[What you have to do] Copy each of the records below word for word, without changing anything.

Records from a data collection
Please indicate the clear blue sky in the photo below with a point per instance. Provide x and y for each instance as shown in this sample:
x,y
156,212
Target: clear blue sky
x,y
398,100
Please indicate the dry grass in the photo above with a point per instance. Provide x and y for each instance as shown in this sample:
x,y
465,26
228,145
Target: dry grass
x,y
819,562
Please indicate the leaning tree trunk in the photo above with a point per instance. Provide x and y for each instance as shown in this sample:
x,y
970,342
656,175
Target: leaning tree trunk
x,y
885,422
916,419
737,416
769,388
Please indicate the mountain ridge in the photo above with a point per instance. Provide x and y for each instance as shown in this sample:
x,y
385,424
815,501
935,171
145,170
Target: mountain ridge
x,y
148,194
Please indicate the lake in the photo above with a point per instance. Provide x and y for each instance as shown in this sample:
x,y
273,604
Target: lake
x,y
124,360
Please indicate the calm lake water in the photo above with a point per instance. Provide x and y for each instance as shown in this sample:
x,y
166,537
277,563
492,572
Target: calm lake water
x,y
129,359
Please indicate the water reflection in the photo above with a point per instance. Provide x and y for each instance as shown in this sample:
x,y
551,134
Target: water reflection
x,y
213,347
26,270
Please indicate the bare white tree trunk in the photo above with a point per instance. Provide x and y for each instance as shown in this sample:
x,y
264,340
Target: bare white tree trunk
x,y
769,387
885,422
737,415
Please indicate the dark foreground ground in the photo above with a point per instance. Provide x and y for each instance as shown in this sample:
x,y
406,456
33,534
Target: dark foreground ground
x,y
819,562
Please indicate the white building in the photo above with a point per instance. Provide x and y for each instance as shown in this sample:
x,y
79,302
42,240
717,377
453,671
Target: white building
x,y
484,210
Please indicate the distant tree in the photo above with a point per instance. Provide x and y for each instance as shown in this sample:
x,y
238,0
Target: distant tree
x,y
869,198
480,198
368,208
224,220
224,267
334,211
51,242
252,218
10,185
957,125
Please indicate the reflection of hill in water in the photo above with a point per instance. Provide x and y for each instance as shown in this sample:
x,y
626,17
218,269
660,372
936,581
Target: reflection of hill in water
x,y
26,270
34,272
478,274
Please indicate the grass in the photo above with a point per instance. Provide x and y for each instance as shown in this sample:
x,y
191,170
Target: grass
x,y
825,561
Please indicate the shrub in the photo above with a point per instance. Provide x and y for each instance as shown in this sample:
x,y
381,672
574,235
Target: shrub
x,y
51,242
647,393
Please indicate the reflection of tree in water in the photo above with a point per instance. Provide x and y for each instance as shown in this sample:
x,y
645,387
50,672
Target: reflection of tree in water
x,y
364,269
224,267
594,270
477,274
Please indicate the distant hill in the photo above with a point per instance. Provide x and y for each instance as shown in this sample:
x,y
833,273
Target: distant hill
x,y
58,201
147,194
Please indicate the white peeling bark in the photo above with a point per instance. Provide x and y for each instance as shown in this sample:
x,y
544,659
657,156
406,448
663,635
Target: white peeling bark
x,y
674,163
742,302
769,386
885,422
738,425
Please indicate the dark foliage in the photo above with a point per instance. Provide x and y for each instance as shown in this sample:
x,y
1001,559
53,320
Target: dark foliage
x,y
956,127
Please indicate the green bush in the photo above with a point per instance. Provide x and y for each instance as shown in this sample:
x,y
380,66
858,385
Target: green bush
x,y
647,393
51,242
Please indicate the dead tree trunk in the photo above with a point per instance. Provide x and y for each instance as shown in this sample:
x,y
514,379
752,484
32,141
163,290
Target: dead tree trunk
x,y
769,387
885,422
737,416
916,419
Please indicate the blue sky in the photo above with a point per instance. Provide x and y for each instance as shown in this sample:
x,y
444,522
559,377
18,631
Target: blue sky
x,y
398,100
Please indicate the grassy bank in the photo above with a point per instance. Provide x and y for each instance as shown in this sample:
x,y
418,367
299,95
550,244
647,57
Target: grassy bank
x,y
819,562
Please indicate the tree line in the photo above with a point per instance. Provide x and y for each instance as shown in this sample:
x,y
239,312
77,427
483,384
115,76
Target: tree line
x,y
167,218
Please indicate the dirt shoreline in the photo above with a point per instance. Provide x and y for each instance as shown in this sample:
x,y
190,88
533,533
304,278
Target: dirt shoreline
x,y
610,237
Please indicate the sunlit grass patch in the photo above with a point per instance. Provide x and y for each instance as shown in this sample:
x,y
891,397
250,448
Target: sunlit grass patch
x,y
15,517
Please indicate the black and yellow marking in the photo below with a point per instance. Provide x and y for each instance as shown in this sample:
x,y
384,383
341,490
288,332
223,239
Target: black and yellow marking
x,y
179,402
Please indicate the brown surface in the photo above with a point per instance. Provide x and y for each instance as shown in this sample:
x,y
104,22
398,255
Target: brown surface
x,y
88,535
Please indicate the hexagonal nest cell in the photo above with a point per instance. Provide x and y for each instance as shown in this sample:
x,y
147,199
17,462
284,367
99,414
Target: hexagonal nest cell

[Output below]
Please indicate the clear blue sky in the photo below with a point per instance. Provide x and y for each instance as shown in this sample:
x,y
156,212
Target: clear blue sky
x,y
398,100
Please indicate the dry grass in the photo above with a point per instance. Provide x and y for each instance as shown in this sample:
x,y
465,26
228,145
Target: dry grass
x,y
819,562
Please indicate the leaning tree trunk in the photo above with a point per instance. Provide x and y for each instance as shown in this sample:
x,y
970,342
656,175
Target: leaning tree trunk
x,y
885,422
916,419
737,416
769,388
Please indicate the mountain ridge in the photo above with a point per instance. Provide x and y for each instance as shown in this sample:
x,y
385,424
815,501
935,171
145,170
Target: mountain ridge
x,y
148,194
Please indicate the lake in the photo above with a point per instance. Provide x and y for each instance as shown in this sample:
x,y
273,604
Target: lake
x,y
124,360
Please indicate the calm lake water in the photo above with a point per instance. Provide x and y for each instance as shown in this sample:
x,y
166,537
277,563
492,572
Target: calm lake water
x,y
129,359
Please indicate the water reflection in the photo above with a point per instance. Provide x and y for each instance as shown in this sample:
x,y
551,134
Target: water reflection
x,y
213,347
26,270
Please indicate the bare white tree trunk in the photo above with a point per instance. Provide x and y for each instance as shown in this sample:
x,y
264,340
Target: bare white tree trunk
x,y
769,387
885,422
737,415
Please indicate the dark foreground ground in the photo above with a point per instance. Provide x and y for each instance as shown in this sample:
x,y
406,456
33,534
Target: dark foreground ground
x,y
819,562
Please indicate the white building in the photo above with a point per instance. Provide x and y for each instance as shown in this sample:
x,y
79,302
42,240
717,377
453,671
Target: white building
x,y
484,210
Please indicate the distant tree in the photo above with a point per instance. Provide x and y for each instance as shown in this sample:
x,y
238,0
Target: distant tree
x,y
869,198
480,198
368,208
224,220
224,267
334,211
51,242
252,218
10,185
957,125
Please indicate the reflection of hill in water in the photo above with a point per instance. Provide x and y for each instance as shown in this sample:
x,y
626,17
218,269
660,372
936,581
Target: reflection of hill in water
x,y
26,270
34,272
478,274
Please indicate the grass in the photo above with a point per instance. Provide x and y for each instance as shown in this sample:
x,y
191,170
Target: grass
x,y
825,561
Please indicate the shrub in the photo above with a point per instance. Provide x and y for each instance as shown in this sample:
x,y
381,672
574,235
Target: shrub
x,y
51,242
647,393
Please indicate the reflection of tree in water in the photo above with a point per instance. Provide x and y for each instance as shown in this sample:
x,y
645,387
50,672
Target: reflection of tree in water
x,y
364,269
224,267
594,270
477,274
Please indicate the distant hill in the photo above with a point per instance. Provide x and y for each instance as shown in this sample:
x,y
833,273
Target: distant hill
x,y
58,201
147,194
Please indicate the white peeling bark in the photo above with a point per instance. Provide x and y for each instance as shown in this sample:
x,y
544,659
657,156
406,448
663,635
Target: white peeling bark
x,y
674,163
742,302
769,386
885,422
738,425
Please indicate the dark foliage in the photo above with a point per instance. Provide x and y for each instance as shown in this sample:
x,y
1001,559
53,320
Target: dark foliage
x,y
956,127
Please indicate the green bush in the photo above with a point per instance. Provide x and y for each instance as shown in this sample:
x,y
380,66
858,385
Target: green bush
x,y
647,393
51,242
Please indicate the dead tree trunk in the photo above with a point per instance. Provide x and y for each instance as shown in this sample:
x,y
514,379
752,484
32,141
163,290
Target: dead tree trunk
x,y
769,387
885,422
737,416
916,419
Please indicate the blue sky in the photo above with a point per instance. Provide x and y for each instance as shown in this sample:
x,y
444,522
559,377
18,631
Target: blue sky
x,y
398,100
Please indicate the grassy bank in the photo above with a point per instance. Provide x and y for each instance as shown in this sample:
x,y
418,367
299,95
550,244
647,57
Target: grassy bank
x,y
819,562
Please indicate the tree line in the photo above with a point per instance. Provide x and y for each instance as shown in this sample:
x,y
239,312
77,427
483,384
115,76
Target: tree line
x,y
167,218
Please indicate the dirt shoreline in the photo above with a point per instance. Provide x and y for each instance as shown in this sample:
x,y
190,88
533,533
304,278
Target: dirt shoreline
x,y
610,237
Please indicate the sunlit grass patch in the photo above with a point per instance. Provide x and y for each instance as shown in this sample:
x,y
891,397
250,448
Target: sunlit grass patch
x,y
15,517
Please indicate the black and yellow marking in the photo below with a point per instance. Provide x and y for each instance as shown in this sample:
x,y
384,383
341,490
288,332
223,239
Target: black and yellow marking
x,y
179,402
Please indicate the brown surface in the photo above with a point per instance. Provide x and y for each instance as shown in this sample:
x,y
104,22
398,255
Target: brown surface
x,y
88,535
Please indicate the hexagonal nest cell in the photo above with a point per instance. Provide x and y for each instance as shown in this sample:
x,y
147,199
17,462
284,367
99,414
Target: hexagonal nest cell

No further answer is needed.